**LESETEXT:**
* * * *

Rezension

Spannendes Gedankenspiel ​

Terror - Ferdinand von Schirach

Terror
von Ferdinand von Schirach

Bewertet mit 5 Sternen

Inhalt
Ein Kampfpilot hat ein Passagierflugzeug abgeschossen, um es davon abzuhalten, in ein vollbesetztes Fußballstadion zu fliegen. Er hat 164 Menschenleben auf dem Gewissen, aber höchstwahrscheinlich zehntausende gerettet.
Nun steht er vor Gericht und den Leser*innen bzw. Zuschauer*innen wird die Frage gestellt: Ist Lars Koch ein Held - oder ein Massenmörder?

Meinung
Dieses dünne Büchlein - mein erstes von Schirach - hat mich so fasziniert, dass ich es innerhalb von etwa zwei Stunden durchgelesen und die darin enthaltene Frage mit allen Familienmitgliedern, die das Pech hatten, anwesend zu sein, hitzig diskutiert habe.
Der Aufbau als Theaterstück, bei dem das Publikum letztendlich über die Schuld des Angeklagten entscheidet, ist sehr gelungen, denn so ist man beim Lesen bzw. Zuschauen automatisch gezwungen sich Gedanken über die Argumente von Anklage und Verteidigung zu machen und sein eigenes Urteil zu treffen.
Dieser Prozess ist ungemütlich, aber genau deshalb so faszinierend, denn die Frage, die im Raum steht, ist keine leicht zu beantwortende. Kann man Menschenleben gegen andere aufwiegen, wenn Menschen doch alle dieselbe unantastbare Würde besitzen? Und wenn nicht, hätte Lars Koch dann tatsächlich 70.000 Menschen in einem Fußballstadion sterben lassen sollen, während die 164 Passagier*innen des Flugzeugs ohnehin gestorben wären? Ersteres erscheint uns vermutlich nicht richtig, letztes vermutlich aber auch nicht, und als Richter*innen und Schöffen ist man beim Lesen bzw. Zuschauen in einer unangenehmen, aber rechtsphilosophisch spannenden Zwickmühle.

* * * *

**AUSGANGSDATEN:**
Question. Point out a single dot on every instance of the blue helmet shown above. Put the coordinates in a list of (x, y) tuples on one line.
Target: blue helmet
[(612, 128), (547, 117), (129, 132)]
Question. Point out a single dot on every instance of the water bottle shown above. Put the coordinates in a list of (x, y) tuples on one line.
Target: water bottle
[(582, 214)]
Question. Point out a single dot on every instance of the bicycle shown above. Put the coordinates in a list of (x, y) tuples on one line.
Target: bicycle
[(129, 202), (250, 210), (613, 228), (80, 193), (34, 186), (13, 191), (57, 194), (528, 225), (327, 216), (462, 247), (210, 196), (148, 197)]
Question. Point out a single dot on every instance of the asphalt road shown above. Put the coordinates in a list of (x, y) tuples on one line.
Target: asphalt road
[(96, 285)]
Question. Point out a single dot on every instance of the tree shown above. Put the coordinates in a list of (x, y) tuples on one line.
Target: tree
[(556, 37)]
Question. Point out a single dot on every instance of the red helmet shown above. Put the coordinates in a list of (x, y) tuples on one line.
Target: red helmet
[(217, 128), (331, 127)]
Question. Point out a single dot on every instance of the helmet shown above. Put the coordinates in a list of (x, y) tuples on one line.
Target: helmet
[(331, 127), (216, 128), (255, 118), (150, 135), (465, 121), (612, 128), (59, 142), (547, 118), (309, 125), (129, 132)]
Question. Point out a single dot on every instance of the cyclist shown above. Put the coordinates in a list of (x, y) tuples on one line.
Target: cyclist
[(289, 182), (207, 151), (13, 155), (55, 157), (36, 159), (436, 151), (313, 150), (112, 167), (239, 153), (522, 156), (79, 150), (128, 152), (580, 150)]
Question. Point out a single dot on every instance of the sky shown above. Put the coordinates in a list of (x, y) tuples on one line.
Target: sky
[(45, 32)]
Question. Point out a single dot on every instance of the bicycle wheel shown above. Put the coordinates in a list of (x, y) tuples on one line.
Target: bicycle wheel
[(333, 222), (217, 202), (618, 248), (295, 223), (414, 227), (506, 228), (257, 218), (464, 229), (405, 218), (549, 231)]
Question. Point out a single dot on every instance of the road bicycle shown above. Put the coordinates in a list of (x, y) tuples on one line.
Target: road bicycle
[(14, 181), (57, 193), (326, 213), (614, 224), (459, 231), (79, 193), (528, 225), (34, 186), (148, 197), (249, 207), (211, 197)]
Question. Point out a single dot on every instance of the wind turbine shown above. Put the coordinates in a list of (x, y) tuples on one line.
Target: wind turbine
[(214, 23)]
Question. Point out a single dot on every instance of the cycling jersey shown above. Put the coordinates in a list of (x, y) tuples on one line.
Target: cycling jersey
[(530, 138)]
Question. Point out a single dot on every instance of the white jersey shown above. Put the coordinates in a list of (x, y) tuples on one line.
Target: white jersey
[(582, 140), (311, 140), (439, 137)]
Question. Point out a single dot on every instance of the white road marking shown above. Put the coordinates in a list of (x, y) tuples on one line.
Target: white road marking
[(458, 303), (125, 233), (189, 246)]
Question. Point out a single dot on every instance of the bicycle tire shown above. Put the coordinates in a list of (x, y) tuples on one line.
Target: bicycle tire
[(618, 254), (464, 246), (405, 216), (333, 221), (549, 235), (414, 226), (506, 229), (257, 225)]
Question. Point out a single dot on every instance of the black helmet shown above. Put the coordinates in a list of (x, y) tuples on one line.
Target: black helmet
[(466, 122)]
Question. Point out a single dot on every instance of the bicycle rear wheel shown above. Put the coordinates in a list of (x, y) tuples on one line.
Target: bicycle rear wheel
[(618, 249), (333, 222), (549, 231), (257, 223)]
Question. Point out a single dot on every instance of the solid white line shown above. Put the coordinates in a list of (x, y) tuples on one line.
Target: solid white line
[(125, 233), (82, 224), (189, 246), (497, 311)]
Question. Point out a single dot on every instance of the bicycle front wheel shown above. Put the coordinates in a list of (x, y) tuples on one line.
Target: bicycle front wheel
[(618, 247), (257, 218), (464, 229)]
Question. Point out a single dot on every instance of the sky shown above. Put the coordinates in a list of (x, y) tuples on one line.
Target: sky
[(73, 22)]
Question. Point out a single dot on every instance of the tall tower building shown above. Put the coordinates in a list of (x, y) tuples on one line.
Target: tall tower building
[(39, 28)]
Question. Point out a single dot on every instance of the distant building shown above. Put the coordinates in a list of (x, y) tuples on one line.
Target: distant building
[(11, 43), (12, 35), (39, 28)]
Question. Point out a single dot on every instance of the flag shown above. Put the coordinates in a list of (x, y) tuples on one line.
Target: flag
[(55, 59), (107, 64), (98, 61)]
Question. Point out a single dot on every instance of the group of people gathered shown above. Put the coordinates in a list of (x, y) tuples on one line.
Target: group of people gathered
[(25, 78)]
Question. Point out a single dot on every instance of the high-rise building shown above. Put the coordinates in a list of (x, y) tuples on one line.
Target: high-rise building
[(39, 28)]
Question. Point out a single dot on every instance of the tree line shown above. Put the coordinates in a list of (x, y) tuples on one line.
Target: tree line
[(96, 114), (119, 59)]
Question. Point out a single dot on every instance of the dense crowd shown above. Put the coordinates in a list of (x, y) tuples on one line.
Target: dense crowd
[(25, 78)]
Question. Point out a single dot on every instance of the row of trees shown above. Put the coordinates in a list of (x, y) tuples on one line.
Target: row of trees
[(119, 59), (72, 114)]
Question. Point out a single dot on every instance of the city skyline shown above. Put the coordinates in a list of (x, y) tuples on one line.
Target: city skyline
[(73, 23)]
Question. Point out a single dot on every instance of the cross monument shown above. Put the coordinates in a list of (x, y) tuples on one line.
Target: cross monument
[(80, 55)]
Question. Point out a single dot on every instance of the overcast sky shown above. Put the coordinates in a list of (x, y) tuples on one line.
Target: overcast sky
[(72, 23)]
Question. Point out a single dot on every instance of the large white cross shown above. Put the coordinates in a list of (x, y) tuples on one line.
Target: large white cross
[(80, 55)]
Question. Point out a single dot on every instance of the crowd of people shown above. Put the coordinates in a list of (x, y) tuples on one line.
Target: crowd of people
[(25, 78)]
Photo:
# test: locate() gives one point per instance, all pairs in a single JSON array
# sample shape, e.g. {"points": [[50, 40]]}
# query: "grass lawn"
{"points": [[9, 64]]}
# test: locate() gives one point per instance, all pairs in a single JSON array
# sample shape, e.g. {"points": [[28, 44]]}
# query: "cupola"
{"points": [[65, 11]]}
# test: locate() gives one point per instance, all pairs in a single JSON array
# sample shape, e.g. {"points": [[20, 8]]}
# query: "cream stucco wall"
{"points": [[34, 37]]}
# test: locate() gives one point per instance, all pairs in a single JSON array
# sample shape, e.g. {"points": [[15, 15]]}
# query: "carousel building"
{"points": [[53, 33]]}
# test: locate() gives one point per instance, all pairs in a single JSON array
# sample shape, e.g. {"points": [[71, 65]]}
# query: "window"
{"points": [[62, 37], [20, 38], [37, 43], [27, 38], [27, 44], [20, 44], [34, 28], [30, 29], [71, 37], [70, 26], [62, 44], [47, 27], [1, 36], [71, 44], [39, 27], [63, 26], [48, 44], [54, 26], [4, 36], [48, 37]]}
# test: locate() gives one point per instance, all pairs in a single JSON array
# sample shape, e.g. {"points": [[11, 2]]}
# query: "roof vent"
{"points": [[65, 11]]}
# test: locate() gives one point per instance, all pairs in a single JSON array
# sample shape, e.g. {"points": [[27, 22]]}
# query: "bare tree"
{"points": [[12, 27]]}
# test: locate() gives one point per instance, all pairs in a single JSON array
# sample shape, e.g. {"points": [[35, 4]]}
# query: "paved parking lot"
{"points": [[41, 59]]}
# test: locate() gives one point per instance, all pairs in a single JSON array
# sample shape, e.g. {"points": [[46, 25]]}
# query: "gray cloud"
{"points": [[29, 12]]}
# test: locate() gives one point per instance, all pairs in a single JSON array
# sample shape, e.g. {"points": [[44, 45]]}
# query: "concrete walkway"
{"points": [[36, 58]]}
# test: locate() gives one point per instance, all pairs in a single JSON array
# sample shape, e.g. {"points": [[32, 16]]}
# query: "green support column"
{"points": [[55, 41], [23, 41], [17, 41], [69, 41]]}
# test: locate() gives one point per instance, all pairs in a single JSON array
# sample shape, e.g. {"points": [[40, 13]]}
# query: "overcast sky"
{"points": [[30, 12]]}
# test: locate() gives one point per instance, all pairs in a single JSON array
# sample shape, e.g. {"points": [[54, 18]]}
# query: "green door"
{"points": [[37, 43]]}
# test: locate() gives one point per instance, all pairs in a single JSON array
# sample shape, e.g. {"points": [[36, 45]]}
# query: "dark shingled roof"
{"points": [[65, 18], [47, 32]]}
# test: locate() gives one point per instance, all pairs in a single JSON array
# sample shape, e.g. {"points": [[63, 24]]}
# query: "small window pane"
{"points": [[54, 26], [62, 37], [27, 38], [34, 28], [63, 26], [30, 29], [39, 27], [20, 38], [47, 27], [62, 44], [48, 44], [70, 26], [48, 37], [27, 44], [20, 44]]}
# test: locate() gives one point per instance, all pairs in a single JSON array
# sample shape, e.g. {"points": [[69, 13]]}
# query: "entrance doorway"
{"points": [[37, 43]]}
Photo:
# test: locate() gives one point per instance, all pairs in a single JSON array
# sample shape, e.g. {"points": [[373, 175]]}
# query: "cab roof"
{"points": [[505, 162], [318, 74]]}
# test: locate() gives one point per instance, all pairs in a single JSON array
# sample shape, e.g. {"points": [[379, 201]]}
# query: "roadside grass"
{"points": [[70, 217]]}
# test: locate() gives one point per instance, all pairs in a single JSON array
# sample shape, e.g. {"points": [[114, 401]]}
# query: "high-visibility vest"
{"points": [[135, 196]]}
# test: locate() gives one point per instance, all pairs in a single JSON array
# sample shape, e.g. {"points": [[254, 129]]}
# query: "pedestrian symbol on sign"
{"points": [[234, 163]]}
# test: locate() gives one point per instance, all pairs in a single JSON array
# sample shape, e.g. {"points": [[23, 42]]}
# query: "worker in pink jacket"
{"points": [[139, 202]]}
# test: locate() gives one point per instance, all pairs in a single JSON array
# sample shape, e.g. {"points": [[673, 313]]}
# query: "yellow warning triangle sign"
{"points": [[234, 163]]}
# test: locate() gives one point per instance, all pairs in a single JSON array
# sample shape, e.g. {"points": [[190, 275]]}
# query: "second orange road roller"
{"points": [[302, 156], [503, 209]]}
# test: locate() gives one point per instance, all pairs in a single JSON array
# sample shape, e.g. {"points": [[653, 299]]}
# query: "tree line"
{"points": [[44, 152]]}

* * * *

**ARBEITSAUFTRÄGE:**
**A)** In welcher Form ist das Werk laut der Rezension zu „Terror“ aufgebaut?
**B)** Ändern Sie in der Rezension zu „Terror“ den Abschnitt zwischen „Bewertet mit 5“ und „höchstwahrscheinlich zehntausende gerettet.“ einschließlich, indem Sie „Passagierflugzeug“ durch „Verkehrsflugzeug“ ersetzen.
Das Material wird für die Bearbeitung nicht benötigt.

**LÖSUNGEN:**
**A)** Als Theaterstück, bei dem das Publikum über die Schuld des Angeklagten entscheidet.

**B)**
Bewertet mit 5 Sternen

Inhalt
Ein Kampfpilot hat ein Verkehrsflugzeug abgeschossen, um es davon abzuhalten, in ein vollbesetztes Fußballstadion zu fliegen. Er hat 164 Menschenleben auf dem Gewissen, aber höchstwahrscheinlich zehntausende gerettet.